**Set problem:**
Render every line below as a JSON list of strings, one string per line, skipping blank lines. Omit the picture from the list.

(Excerpts from bounding box data)
=======
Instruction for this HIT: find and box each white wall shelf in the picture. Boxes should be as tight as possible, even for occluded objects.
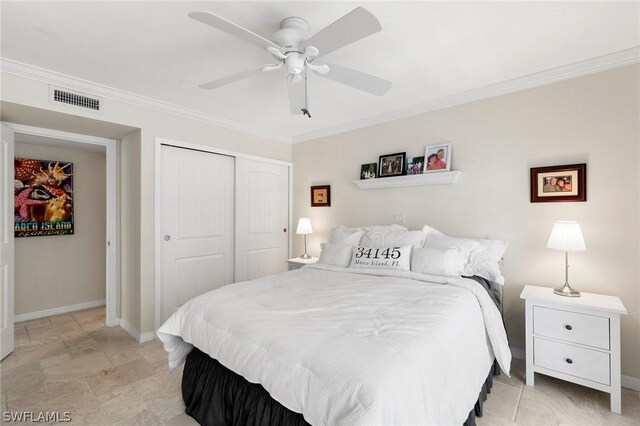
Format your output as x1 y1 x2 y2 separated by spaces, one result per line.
353 170 462 189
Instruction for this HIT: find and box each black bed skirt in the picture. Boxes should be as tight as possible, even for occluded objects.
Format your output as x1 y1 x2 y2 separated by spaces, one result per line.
182 348 500 426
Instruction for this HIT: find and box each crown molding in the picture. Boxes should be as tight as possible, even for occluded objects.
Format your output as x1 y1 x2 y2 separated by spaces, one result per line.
0 46 640 143
291 46 640 144
0 57 291 143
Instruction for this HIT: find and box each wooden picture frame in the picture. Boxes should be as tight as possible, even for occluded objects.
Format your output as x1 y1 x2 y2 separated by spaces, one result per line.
378 152 407 178
530 163 587 203
311 185 331 207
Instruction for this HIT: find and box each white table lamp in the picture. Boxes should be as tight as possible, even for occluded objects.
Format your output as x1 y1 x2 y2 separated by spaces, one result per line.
296 217 313 259
547 220 587 297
=======
**Task output:**
[
  "Instruction for this HIT: find and box each white wall shelf in the picture. Boxes should be as tight as possible, even for occluded objects.",
  "Format your output as x1 y1 x2 y2 separated by spaces, one result per line.",
  "353 170 462 189",
  "Instruction for this HIT: find and box each black bed skirt in the picture. Boxes should be as tight as possible, even for occluded objects.",
  "Format your output as x1 y1 x2 y2 separated by spaces, one result per line.",
  "182 348 500 426",
  "Instruction for this HIT: find and box each crown molding in the picture. Boxes should be as tight as possible, even for occluded objects.",
  "Format your output as x1 y1 x2 y2 separated by spaces, one result per line.",
  "0 46 640 143",
  "291 46 640 144",
  "0 57 291 143",
  "Instruction for this HIT: find and box each wooden picture frame in the picture. Boxes should be as tight as possible, even for occluded objects.",
  "Format your output as x1 y1 x2 y2 separated by spaces, one result per line.",
  "378 152 407 178",
  "530 163 587 203",
  "311 185 331 207",
  "Instruction for this HIT: find and box each white table lamp in the picture. Boxes should be as tight as possible, even for occluded objects.",
  "Format your output as x1 y1 x2 y2 separated by spaces, one result per line.",
  "296 217 313 259",
  "547 220 587 297"
]